──────── Page excerpt ────────
Depending on different monitoring requirements, a skilled person may set, for original data, an attribute combination required for statistics collection. For example, a long-term status of a score, in any subject, of any student in any class may be monitored. Original data may be shown in Table 1, and each row corresponds to a piece of original data.

TABLE 1

List of subject scores of students in classes of a school

	Class	Name	Subject	Score

Class

1	Zhang San	Language	90
	Class 2	Li Si	Language	85
	Class 1	Zhang San	Mathematics	100
	Class 1	Wang Liu	Language	95
	Class 2	Li Si	Mathematics	90

In Table 1, the class, the name, and the subject are attributes, and the score is a parameter. Class 1 and Class 2 are attribute values of the class attribute. Zhang San, Li Si, and Wang Liu are attribute values of the name attribute. Language and Mathematics are attribute values of the subject attribute. 90, 85, 100, and the like are parameter values of the score parameter. Class 1, Zhang San, and Language form a type, which may be referred to as a type 1; Class 2, Li Si, and Language form another type, which may be referred to as a type 2; Class 1, Zhang San, and Mathematics form a type, which may be referred to as a type 3; and so on. This table records scores of only one exam. For each type, statistics may be collected on scores of a plurality of exams, and the scores of the plurality of exams may be analyzed. For example, Language scores of Zhang San in Class 1 in a plurality of consecutive exams are 76, 79, 82, 86, 88, and 90, that is, scores of the type 1 that are received in a statistics collection process are 76, 79, 82, 86, 88, and 90 in sequence. Further, data of the type 1 may be analyzed, that is, the Language scores of Zhang San in Class 1 are analyzed, and it can be learned that his performance in Language is improving.
For another example, a long-term status of a total score of any student in any class may be monitored. Original data may be shown in Table 2, and each row corresponds to a piece of original data.

TABLE 2

List of scores of students in classes of a school

	Class	Name	Total score

	Class
1	Zhang San	602
	Class 2	Li Si	586
	Class 1	Wang Liu	627

In Table 2, the class and the name are attributes, and the total score is a parameter. Class 1 and Class 2 are attribute values of the class attribute. Zhang San, Li Si, and Wang Liu are attribute values of the name attribute. 602, 586, and 627 are parameter values of the total score parameter. Class 1 and Zhang San form a type, which may be referred to as a type 4; Class 2 and Li Si form another type, which may be referred to as a type 5; Class 1 and Wang Liu form a type, which may be referred to as a type 6; and so on. This table records scores of only one exam. For each type, statistics may be collected on scores of a plurality of exams, and the scores of the plurality of exams may be analyzed. For example, total scores of Zhang San in Class 1 in a plurality of consecutive exams are 580, 585, 610, 596, 572, and 602, that is, total scores of the type 4 that are obtained in a statistics collection process are 580, 585, 610, 596, 572, and 602 in sequence. Further, data of the type 4 may be analyzed, that is, the total scores of Zhang San in Class 1 are analyzed, and it can be learned that he is likely to be admitted to a key university in a national college entrance examination.
For another example, a long-term status of an average Language score of any class may be monitored. Original data may be shown in Table 3, and each row corresponds to a piece of original data.
────────
→ Task
Can you print the part of the score-monitoring excerpt that begins at the words "For another example, a long-term status of a total" and stops after "2, and each row corresponds to a piece of original data."? The listing after the score-monitoring excerpt is separate material.
──────── Data section ────────
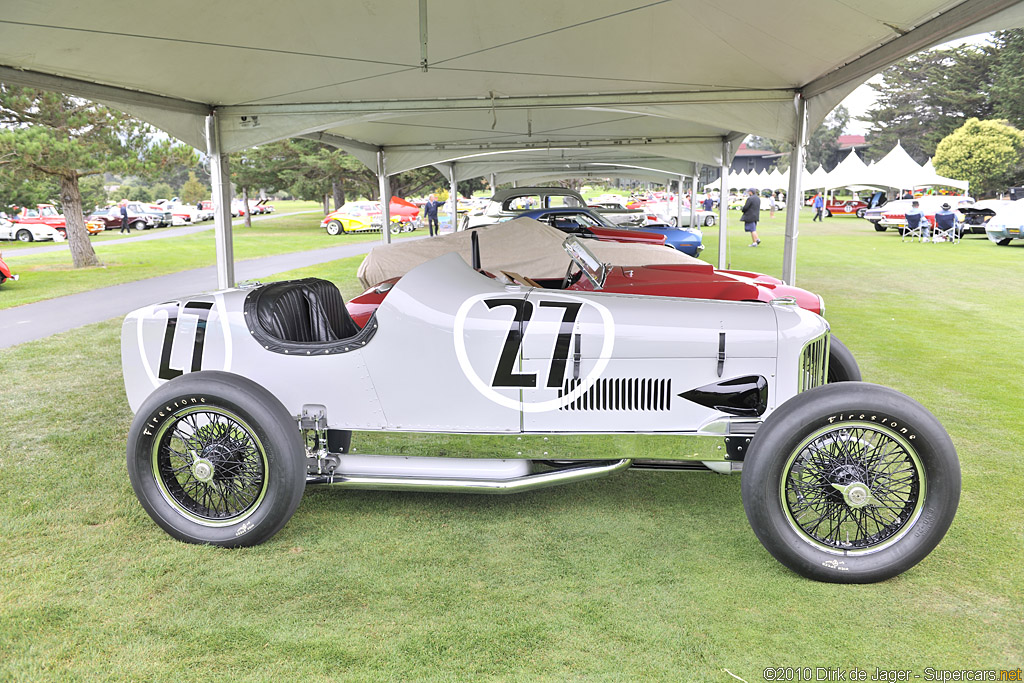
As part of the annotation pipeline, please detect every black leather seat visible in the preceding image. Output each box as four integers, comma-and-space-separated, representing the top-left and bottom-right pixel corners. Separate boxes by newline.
256, 278, 359, 343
────────
→ The result
For another example, a long-term status of a total score of any student in any class may be monitored. Original data may be shown in Table 2, and each row corresponds to a piece of original data.